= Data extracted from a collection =
* * * *
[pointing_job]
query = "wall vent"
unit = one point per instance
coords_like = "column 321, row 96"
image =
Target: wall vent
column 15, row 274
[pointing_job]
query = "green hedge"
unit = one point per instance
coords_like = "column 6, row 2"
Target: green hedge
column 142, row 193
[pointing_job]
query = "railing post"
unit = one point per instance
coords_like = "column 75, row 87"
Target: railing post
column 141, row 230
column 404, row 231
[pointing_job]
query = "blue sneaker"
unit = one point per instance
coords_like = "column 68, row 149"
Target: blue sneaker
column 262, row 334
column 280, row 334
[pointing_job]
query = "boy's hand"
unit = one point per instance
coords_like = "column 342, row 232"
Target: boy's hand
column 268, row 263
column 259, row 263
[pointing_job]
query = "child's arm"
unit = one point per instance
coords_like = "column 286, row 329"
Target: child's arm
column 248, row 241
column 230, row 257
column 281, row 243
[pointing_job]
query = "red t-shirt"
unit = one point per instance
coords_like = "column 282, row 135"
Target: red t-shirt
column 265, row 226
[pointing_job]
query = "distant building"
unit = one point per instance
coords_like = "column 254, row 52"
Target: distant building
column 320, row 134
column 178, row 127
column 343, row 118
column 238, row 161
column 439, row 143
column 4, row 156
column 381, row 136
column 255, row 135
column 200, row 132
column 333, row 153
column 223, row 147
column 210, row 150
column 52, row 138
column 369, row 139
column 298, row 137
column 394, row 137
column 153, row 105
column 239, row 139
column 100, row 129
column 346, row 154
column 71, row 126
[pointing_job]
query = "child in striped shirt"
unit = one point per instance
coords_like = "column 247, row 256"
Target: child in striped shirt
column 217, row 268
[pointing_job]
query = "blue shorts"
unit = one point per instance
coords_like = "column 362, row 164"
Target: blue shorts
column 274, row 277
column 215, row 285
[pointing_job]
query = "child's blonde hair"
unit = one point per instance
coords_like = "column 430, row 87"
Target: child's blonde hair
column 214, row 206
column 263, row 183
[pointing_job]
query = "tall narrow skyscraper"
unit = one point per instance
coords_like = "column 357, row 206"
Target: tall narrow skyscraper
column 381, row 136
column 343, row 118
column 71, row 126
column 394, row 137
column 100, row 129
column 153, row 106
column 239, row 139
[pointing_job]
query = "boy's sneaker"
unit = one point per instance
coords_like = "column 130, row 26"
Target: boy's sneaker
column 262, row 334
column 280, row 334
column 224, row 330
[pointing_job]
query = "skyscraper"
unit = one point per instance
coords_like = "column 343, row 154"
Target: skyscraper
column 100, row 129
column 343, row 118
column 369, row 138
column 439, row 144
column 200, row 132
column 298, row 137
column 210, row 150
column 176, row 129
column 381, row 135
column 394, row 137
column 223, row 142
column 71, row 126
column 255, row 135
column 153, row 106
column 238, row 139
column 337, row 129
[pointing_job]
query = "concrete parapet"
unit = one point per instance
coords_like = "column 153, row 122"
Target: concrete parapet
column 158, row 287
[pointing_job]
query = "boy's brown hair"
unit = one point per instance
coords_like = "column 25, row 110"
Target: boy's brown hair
* * * *
= Directions =
Reproduce the records word for word.

= Task answer =
[pointing_job]
query = "wall vent"
unit = one point per instance
coords_like = "column 321, row 96"
image =
Target: wall vent
column 15, row 274
[pointing_job]
query = "green hedge"
unit = one point per instance
coords_like = "column 6, row 2"
Target: green hedge
column 142, row 193
[pointing_job]
query = "railing post"
unit = one point per instance
coords_like = "column 75, row 87"
Target: railing post
column 141, row 230
column 404, row 231
[pointing_job]
query = "blue sneaker"
unit = one point per instance
coords_like = "column 68, row 149"
Target: blue sneaker
column 262, row 334
column 280, row 334
[pointing_job]
query = "boy's hand"
unit = one point per instance
coords_like = "column 342, row 232"
Target: boy's hand
column 268, row 263
column 259, row 263
[pointing_job]
query = "child's arm"
unit = one point per instance
coords_like = "column 286, row 329"
Target: child's arm
column 248, row 241
column 230, row 257
column 281, row 243
[pointing_job]
query = "red t-shirt"
unit = one point per instance
coords_like = "column 282, row 135"
Target: red t-shirt
column 265, row 226
[pointing_job]
query = "distant building"
unit = one point per instance
coords_like = "column 254, row 52"
Target: distant building
column 320, row 134
column 178, row 127
column 343, row 118
column 238, row 161
column 439, row 143
column 4, row 156
column 381, row 136
column 255, row 135
column 200, row 132
column 333, row 153
column 223, row 147
column 210, row 150
column 52, row 138
column 369, row 139
column 298, row 137
column 394, row 137
column 153, row 105
column 239, row 139
column 100, row 129
column 346, row 154
column 71, row 126
[pointing_job]
query = "child in striped shirt"
unit = one point per instance
coords_like = "column 247, row 256"
Target: child in striped shirt
column 217, row 268
[pointing_job]
query = "blue shorts"
unit = one point per instance
coords_like = "column 362, row 164"
Target: blue shorts
column 274, row 277
column 215, row 285
[pointing_job]
query = "child's blonde hair"
unit = one point per instance
coords_like = "column 430, row 87"
Target: child's blonde hair
column 214, row 206
column 263, row 183
[pointing_job]
query = "tall narrow skyscraper"
unit = one point per instance
coords_like = "column 357, row 206"
Target: tall narrow skyscraper
column 381, row 136
column 343, row 118
column 71, row 126
column 394, row 137
column 100, row 129
column 153, row 106
column 239, row 139
[pointing_job]
query = "boy's sneaker"
unit = one point per instance
coords_like = "column 130, row 26"
Target: boy's sneaker
column 262, row 334
column 280, row 334
column 224, row 330
[pointing_job]
query = "skyscraper"
unit = one point per instance
coords_like = "column 343, row 154"
Target: skyscraper
column 100, row 129
column 343, row 118
column 369, row 138
column 439, row 144
column 200, row 132
column 298, row 137
column 210, row 150
column 176, row 129
column 381, row 135
column 394, row 137
column 223, row 142
column 71, row 126
column 255, row 135
column 153, row 106
column 238, row 139
column 337, row 129
[pointing_job]
query = "concrete parapet"
unit = one point per instance
coords_like = "column 153, row 122"
Target: concrete parapet
column 158, row 287
[pointing_job]
query = "boy's brown hair"
unit = one point per instance
coords_like = "column 25, row 110"
Target: boy's brown hair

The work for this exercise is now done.